● Work order
Print every entry below again. Nothing may differ from the original.

● Data for analysis
=== Begin Enclosure ===
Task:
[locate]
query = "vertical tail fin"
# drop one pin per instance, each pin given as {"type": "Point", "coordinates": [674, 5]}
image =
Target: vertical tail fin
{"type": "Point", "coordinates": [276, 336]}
=== End Enclosure ===
● Reply
Task:
[locate]
query = "vertical tail fin"
# drop one pin per instance, each pin given as {"type": "Point", "coordinates": [674, 5]}
image =
Target: vertical tail fin
{"type": "Point", "coordinates": [276, 336]}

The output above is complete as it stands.